• **Entries provided**:
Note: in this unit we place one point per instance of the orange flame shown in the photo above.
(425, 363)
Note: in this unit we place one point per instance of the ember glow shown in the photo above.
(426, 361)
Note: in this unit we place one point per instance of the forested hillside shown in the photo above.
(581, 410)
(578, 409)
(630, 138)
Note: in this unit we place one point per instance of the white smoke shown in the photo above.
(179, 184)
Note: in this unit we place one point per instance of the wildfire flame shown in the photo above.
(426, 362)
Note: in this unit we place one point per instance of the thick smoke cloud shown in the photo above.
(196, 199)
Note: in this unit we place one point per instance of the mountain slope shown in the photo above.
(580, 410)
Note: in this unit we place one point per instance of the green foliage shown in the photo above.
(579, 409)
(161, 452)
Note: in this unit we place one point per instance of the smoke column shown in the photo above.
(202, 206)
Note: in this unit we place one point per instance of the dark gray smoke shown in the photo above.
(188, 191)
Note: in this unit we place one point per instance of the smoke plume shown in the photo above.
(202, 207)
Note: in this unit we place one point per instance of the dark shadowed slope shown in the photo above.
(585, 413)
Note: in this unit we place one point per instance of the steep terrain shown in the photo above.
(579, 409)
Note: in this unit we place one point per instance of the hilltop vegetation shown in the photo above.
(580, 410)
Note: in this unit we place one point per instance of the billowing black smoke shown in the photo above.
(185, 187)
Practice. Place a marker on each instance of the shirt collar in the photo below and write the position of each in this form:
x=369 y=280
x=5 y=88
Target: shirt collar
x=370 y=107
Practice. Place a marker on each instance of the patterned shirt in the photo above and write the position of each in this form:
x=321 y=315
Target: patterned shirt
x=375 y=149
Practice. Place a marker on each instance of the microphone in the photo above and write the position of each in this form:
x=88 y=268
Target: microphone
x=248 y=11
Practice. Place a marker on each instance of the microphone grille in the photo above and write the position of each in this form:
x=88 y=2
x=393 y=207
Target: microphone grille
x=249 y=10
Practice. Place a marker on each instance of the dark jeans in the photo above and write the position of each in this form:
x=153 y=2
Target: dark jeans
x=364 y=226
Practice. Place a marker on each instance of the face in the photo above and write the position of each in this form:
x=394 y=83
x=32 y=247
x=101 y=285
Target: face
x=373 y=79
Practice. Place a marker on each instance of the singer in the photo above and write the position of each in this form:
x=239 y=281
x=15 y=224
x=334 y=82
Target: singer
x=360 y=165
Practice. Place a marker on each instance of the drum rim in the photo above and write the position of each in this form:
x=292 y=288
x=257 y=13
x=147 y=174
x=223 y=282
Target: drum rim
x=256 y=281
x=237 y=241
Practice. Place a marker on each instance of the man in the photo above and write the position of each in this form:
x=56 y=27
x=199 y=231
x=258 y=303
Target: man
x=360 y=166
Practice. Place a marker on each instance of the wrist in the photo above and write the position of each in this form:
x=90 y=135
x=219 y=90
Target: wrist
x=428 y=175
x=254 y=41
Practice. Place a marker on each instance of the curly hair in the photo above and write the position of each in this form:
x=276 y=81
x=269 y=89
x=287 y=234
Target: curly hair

• **Task objective**: Wherever the string "curly" appears in the records above, copy the line it sits in.

• **Answer area**:
Practice. Place a marker on each instance of the curly hair in the photo above and write the position of each in this form:
Target: curly hair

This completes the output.